* [WORK INSTRUCTION]: Restate the data that follows exactly as it stands, beginning with the first line and ending with the line that contains "Find a point on every instance of the house".

* [RECORDS PROVIDED]:
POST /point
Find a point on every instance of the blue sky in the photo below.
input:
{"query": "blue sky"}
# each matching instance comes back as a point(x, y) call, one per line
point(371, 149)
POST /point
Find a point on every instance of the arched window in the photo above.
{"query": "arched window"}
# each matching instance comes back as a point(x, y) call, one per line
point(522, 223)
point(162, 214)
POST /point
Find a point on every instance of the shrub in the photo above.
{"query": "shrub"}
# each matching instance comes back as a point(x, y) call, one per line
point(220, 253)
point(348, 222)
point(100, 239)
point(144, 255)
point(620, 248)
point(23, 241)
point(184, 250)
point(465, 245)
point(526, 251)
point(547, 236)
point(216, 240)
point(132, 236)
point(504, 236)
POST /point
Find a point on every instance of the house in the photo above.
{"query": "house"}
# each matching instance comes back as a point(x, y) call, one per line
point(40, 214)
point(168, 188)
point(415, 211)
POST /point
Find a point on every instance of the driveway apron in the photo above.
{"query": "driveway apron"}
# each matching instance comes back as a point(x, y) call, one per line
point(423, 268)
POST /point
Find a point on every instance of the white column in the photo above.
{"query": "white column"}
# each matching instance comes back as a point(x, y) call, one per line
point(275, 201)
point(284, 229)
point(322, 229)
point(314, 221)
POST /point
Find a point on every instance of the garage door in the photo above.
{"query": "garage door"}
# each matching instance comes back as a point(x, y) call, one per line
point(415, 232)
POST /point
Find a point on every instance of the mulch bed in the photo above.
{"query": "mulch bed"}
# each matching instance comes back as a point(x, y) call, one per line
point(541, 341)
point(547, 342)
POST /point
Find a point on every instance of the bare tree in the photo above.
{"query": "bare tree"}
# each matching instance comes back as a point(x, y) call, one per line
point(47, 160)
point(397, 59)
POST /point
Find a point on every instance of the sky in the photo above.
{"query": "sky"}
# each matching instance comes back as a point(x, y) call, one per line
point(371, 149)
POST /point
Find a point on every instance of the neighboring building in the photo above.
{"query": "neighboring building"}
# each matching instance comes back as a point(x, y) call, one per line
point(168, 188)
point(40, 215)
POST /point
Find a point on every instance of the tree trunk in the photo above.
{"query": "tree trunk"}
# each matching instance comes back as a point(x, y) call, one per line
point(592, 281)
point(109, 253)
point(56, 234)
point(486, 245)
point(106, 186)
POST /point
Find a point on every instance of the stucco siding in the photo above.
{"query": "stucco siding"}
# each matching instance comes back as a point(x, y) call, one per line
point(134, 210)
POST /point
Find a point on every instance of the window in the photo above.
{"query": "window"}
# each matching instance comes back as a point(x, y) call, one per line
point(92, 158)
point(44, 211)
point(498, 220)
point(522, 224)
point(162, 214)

* [TASK ANSWER]:
POST /point
Find a point on every instance of the blue sky in the photo below.
input:
{"query": "blue sky"}
# each matching instance comes back as a point(x, y) call, one per line
point(371, 149)
POST /point
Find a point on every instance of the arched window in the photo above.
{"query": "arched window"}
# each matching instance comes back as a point(x, y) call, one per line
point(522, 223)
point(162, 214)
POST /point
Find a point on every instance of the shrub in the photo above.
{"query": "shrub"}
# each matching instance comes back as a point(x, y) call, one per line
point(220, 253)
point(348, 222)
point(100, 239)
point(144, 255)
point(620, 248)
point(23, 241)
point(184, 250)
point(465, 245)
point(526, 251)
point(547, 236)
point(216, 240)
point(132, 236)
point(504, 236)
POST /point
Find a point on every instance of the house in the photo above.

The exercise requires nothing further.